◆ **Data to process**:
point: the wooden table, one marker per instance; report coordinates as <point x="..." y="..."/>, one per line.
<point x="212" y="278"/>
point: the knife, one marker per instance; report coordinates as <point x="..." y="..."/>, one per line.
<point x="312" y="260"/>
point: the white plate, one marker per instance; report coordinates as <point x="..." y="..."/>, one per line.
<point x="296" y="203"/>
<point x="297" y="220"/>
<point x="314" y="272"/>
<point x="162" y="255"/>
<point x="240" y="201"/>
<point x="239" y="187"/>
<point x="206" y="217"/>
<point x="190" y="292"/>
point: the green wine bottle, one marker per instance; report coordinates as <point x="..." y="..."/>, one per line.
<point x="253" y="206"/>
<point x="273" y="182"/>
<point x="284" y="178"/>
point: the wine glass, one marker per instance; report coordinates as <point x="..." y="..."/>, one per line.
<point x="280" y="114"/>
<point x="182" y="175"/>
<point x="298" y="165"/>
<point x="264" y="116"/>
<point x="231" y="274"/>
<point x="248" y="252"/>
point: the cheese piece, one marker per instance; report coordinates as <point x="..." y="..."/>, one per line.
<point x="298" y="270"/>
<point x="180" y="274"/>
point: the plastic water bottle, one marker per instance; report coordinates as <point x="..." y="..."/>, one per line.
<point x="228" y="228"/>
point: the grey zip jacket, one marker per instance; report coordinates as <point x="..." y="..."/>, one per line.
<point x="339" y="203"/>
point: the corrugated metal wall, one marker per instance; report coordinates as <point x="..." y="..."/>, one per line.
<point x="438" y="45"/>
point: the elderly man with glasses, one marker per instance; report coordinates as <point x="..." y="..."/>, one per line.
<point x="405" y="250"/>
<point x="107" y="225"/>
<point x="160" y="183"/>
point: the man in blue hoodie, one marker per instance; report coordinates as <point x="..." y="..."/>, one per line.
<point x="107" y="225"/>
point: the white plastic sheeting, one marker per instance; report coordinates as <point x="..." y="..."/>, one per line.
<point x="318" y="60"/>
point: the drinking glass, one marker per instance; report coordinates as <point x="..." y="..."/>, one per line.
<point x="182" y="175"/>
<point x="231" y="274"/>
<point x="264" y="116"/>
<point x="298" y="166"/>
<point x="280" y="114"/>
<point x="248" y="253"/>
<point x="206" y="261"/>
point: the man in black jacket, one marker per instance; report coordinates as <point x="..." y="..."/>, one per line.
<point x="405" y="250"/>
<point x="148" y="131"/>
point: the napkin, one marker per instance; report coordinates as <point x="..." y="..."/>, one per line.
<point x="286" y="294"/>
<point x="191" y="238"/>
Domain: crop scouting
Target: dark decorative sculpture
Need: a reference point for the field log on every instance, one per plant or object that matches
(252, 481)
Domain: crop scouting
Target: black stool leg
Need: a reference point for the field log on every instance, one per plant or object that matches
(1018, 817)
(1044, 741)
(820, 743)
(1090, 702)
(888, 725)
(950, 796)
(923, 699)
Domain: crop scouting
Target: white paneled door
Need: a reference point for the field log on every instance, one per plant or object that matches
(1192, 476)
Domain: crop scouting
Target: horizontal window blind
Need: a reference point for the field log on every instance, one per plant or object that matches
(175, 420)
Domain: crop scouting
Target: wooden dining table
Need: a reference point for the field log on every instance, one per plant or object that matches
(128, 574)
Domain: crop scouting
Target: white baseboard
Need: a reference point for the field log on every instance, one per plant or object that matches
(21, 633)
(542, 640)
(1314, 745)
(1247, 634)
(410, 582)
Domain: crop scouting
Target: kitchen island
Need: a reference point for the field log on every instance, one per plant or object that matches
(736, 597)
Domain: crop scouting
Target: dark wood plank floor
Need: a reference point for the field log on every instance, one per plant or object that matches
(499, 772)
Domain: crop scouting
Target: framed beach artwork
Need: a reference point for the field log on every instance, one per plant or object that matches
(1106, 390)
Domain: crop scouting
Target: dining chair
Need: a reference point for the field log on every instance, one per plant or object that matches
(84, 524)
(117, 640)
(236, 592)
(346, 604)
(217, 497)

◆ **Problem**:
Count how many lines of the records contain the word "dining". Reply with the number only.

◆ **Exercise solution**:
2